Goal => Please render the lines of the records below as a JSON list of strings, one string per line with blank lines left out, starting at the line that contains "outline hardwood floor, every instance" and ending at the line that contains "[[[345,393],[368,422],[442,422],[443,355],[396,333]]]", both included.

— start —

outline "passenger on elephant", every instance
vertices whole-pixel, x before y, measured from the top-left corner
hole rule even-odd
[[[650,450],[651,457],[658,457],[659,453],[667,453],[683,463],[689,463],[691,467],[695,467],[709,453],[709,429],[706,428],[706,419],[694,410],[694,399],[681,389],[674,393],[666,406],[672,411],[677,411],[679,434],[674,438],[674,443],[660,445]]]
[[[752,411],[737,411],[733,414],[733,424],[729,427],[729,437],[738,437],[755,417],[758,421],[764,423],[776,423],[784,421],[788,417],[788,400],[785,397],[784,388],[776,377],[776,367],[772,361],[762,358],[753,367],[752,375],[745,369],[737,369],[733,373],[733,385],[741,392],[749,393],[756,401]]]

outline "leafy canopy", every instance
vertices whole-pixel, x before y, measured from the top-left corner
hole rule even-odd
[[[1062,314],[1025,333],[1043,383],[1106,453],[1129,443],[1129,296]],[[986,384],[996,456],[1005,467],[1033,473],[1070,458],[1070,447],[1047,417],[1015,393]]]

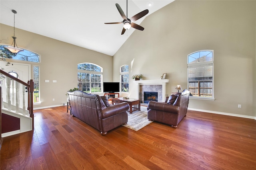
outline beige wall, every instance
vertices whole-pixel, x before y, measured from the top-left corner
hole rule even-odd
[[[11,44],[13,27],[0,25],[0,39],[2,43]],[[40,69],[41,104],[34,108],[59,105],[67,102],[66,94],[71,88],[77,87],[77,64],[91,63],[103,68],[103,81],[112,81],[113,78],[113,57],[64,43],[46,37],[16,28],[16,42],[19,47],[29,49],[39,54],[40,63],[29,62]],[[13,60],[14,62],[17,61]],[[12,60],[10,61],[11,62]],[[22,61],[21,62],[22,63]],[[31,71],[32,73],[32,71]],[[32,75],[31,77],[33,76]],[[49,80],[49,83],[44,82]],[[52,80],[57,83],[52,83]],[[52,99],[54,99],[54,101]]]
[[[191,99],[189,107],[255,117],[256,8],[255,1],[174,1],[147,16],[144,31],[135,31],[115,54],[114,80],[129,64],[134,97],[132,75],[158,79],[167,72],[170,94],[177,84],[187,88],[187,55],[213,50],[215,100]]]

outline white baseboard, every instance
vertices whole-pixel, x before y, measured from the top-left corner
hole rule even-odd
[[[210,113],[212,113],[218,114],[219,115],[227,115],[228,116],[235,116],[236,117],[243,117],[244,118],[252,119],[256,120],[256,116],[247,116],[246,115],[238,115],[237,114],[230,113],[228,113],[220,112],[219,111],[211,111],[209,110],[202,110],[201,109],[193,109],[188,108],[188,110],[194,110],[194,111],[202,111],[203,112]]]
[[[34,107],[33,108],[33,109],[38,110],[38,109],[47,109],[48,108],[54,107],[55,107],[63,106],[63,104],[59,104],[58,105],[49,106],[48,106],[41,107]]]

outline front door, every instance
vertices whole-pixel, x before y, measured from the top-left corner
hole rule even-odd
[[[26,83],[28,82],[28,81],[30,80],[30,78],[31,75],[31,65],[30,64],[26,64],[18,63],[11,63],[8,66],[6,65],[6,64],[4,61],[0,61],[0,68],[3,70],[8,73],[10,74],[11,75],[14,76],[14,77],[17,77],[20,80],[24,81]],[[3,69],[3,68],[4,69]],[[4,82],[2,84],[2,97],[4,101],[7,101],[6,100],[8,97],[6,97],[6,89],[7,89],[7,84],[6,83],[6,79],[4,80]],[[19,106],[20,107],[22,107],[22,102],[23,101],[23,94],[22,94],[22,86],[20,84],[20,90],[19,91]],[[11,89],[10,90],[11,92],[11,101],[15,101],[16,97],[16,89],[14,89],[14,90],[12,90],[12,87],[11,86]],[[13,92],[13,91],[14,91]],[[25,101],[27,101],[26,99],[28,98],[28,93],[25,92]],[[14,103],[13,103],[12,102],[12,104],[15,105]],[[28,104],[25,104],[26,108],[28,107]]]

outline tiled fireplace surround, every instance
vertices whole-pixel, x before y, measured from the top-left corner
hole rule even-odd
[[[148,80],[134,81],[136,84],[136,98],[140,99],[141,93],[142,103],[144,103],[144,92],[157,92],[158,102],[164,102],[166,96],[166,84],[168,79]]]

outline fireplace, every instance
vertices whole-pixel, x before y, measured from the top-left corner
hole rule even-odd
[[[157,92],[144,92],[144,103],[148,103],[149,101],[157,102]]]
[[[164,102],[166,96],[166,83],[169,82],[168,79],[158,79],[158,80],[141,80],[134,81],[134,83],[136,86],[135,96],[134,97],[136,99],[139,98],[140,96],[140,94],[141,94],[141,96],[143,96],[144,94],[143,92],[157,92],[159,95],[158,95],[158,102]],[[150,87],[146,89],[142,88],[142,86],[146,86],[145,85],[149,85]],[[158,87],[156,89],[155,87],[151,86],[155,86],[155,85],[160,85],[161,87],[161,89]],[[152,88],[151,88],[152,87]],[[141,88],[142,89],[141,89]],[[143,88],[143,89],[142,89]],[[142,92],[142,93],[140,93]],[[141,99],[144,99],[144,96],[142,96]]]

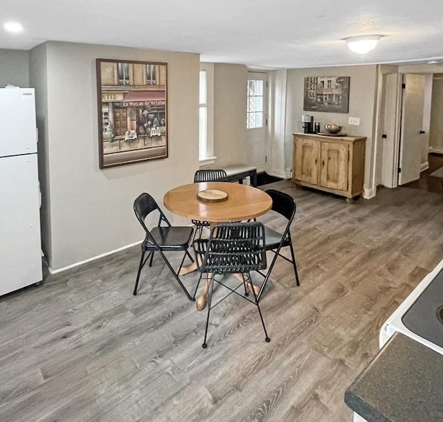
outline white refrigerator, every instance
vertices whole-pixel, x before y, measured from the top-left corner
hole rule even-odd
[[[0,89],[0,295],[41,282],[33,88]]]

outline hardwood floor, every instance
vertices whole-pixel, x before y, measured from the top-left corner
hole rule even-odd
[[[0,420],[350,422],[344,392],[381,324],[443,258],[443,196],[381,188],[347,204],[270,187],[297,201],[301,284],[278,260],[260,302],[270,343],[255,306],[233,295],[211,313],[203,349],[206,313],[159,257],[132,295],[132,248],[0,298]]]

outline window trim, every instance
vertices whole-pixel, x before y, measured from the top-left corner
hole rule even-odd
[[[206,156],[200,156],[199,141],[199,162],[201,165],[208,165],[213,164],[217,158],[214,155],[214,64],[201,62],[200,71],[205,71],[206,73]]]

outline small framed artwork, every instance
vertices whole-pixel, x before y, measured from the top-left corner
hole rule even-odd
[[[168,157],[168,64],[97,59],[100,169]]]
[[[305,77],[303,110],[348,113],[349,80],[349,76]]]

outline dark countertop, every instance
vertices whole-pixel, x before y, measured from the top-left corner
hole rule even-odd
[[[345,393],[368,422],[442,422],[443,355],[396,333]]]

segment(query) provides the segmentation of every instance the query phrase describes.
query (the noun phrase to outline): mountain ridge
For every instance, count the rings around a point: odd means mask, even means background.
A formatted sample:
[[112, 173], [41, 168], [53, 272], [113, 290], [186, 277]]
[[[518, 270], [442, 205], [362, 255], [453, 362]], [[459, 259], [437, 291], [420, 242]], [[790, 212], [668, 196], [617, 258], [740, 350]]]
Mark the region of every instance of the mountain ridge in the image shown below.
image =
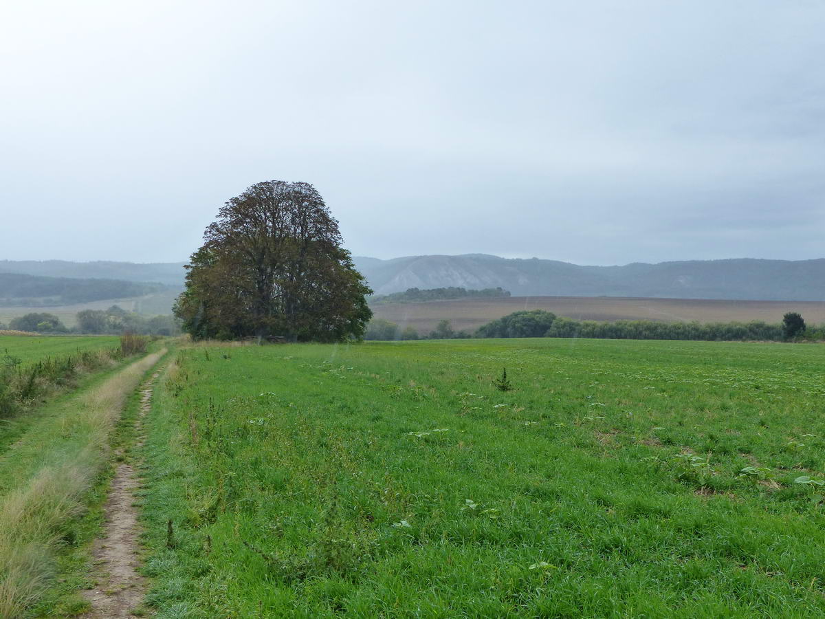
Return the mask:
[[722, 258], [607, 267], [487, 254], [353, 258], [376, 294], [502, 287], [513, 295], [825, 300], [825, 258]]
[[[825, 300], [825, 258], [720, 258], [596, 266], [469, 253], [386, 260], [356, 256], [353, 262], [380, 295], [408, 288], [455, 286], [501, 287], [514, 296]], [[0, 272], [160, 282], [182, 287], [184, 264], [0, 260]]]

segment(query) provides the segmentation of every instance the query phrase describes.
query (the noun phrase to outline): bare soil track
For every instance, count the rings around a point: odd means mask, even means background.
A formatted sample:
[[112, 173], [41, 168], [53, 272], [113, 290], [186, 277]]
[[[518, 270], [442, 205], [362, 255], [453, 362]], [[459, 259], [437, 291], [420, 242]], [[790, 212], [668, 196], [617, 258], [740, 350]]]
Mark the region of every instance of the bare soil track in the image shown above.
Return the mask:
[[[140, 411], [137, 421], [138, 446], [143, 443], [143, 418], [152, 406], [155, 372], [141, 389]], [[122, 453], [117, 453], [122, 456]], [[120, 462], [111, 482], [111, 490], [104, 507], [105, 536], [94, 546], [93, 556], [98, 566], [97, 586], [83, 593], [92, 604], [87, 619], [135, 617], [133, 611], [140, 604], [145, 593], [144, 579], [138, 573], [140, 563], [138, 551], [138, 511], [134, 505], [134, 490], [139, 480], [134, 467]]]

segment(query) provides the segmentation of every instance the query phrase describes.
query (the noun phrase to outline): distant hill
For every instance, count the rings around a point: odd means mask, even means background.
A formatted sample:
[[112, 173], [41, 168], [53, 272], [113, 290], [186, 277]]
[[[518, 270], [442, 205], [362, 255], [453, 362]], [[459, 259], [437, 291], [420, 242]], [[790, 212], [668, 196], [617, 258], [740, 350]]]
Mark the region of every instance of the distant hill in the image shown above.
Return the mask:
[[0, 306], [53, 307], [104, 299], [144, 296], [167, 289], [168, 286], [158, 282], [0, 272]]
[[825, 300], [825, 258], [691, 260], [582, 267], [486, 254], [356, 258], [378, 295], [408, 288], [496, 288], [514, 296]]
[[[66, 260], [0, 260], [0, 273], [150, 281], [183, 287], [183, 262], [71, 262]], [[0, 293], [0, 296], [2, 294]]]
[[[501, 287], [514, 296], [825, 300], [825, 258], [691, 260], [621, 267], [583, 267], [483, 253], [354, 260], [378, 295], [452, 286]], [[0, 273], [159, 282], [179, 290], [186, 274], [183, 265], [0, 260]], [[3, 296], [0, 291], [0, 297]]]

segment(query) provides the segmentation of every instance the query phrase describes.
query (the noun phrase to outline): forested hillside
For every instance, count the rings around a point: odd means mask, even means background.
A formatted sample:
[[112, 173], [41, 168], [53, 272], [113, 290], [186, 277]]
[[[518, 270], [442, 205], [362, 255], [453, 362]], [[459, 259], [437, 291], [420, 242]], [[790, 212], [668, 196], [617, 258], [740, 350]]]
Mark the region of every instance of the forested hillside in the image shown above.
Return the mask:
[[0, 272], [0, 306], [53, 307], [143, 296], [166, 289], [167, 286], [160, 283]]

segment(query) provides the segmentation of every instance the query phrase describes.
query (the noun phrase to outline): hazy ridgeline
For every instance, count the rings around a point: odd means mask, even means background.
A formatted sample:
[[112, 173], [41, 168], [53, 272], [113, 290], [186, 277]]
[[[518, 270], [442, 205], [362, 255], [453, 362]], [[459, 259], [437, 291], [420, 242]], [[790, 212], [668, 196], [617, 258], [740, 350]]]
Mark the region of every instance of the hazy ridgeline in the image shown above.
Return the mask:
[[[6, 325], [0, 323], [0, 330]], [[66, 327], [59, 317], [48, 312], [30, 312], [9, 321], [8, 328], [35, 333], [84, 333], [117, 335], [131, 333], [141, 335], [173, 336], [181, 333], [174, 316], [144, 316], [112, 305], [108, 310], [83, 310], [77, 314], [77, 324]]]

— end —

Written answer =>
[
  "outline hardwood floor, every instance",
  "vertices whole-pixel, x before y, measured from the top-left corner",
  "hole rule even-odd",
  "[[[0,420],[350,422],[344,392],[381,324],[443,258],[443,196],[381,188],[347,204],[270,187],[297,201],[301,284],[278,260],[260,302],[270,343],[255,306],[233,295],[211,313],[203,349],[206,313],[159,257],[132,295],[132,248],[0,298]]]",
  "outline window trim, every instance",
  "vertices whole-pixel, x before y, measured from the top-left corner",
  "hole rule even-odd",
  "[[[206,156],[200,156],[199,141],[199,162],[201,165],[208,165],[213,164],[217,158],[214,155],[214,64],[201,62],[200,71],[205,71],[206,73]]]",
  "outline small framed artwork, every instance",
  "vertices whole-pixel, x before y, measured from the top-left corner",
  "hole rule even-odd",
  "[[[168,157],[168,64],[97,59],[100,169]]]",
  "[[[305,77],[303,110],[348,113],[349,80],[349,76]]]",
  "outline dark countertop, every instance",
  "vertices whole-pixel, x before y, measured from the top-left corner",
  "hole rule even-odd",
  "[[[345,393],[368,422],[442,422],[443,355],[396,333]]]"
]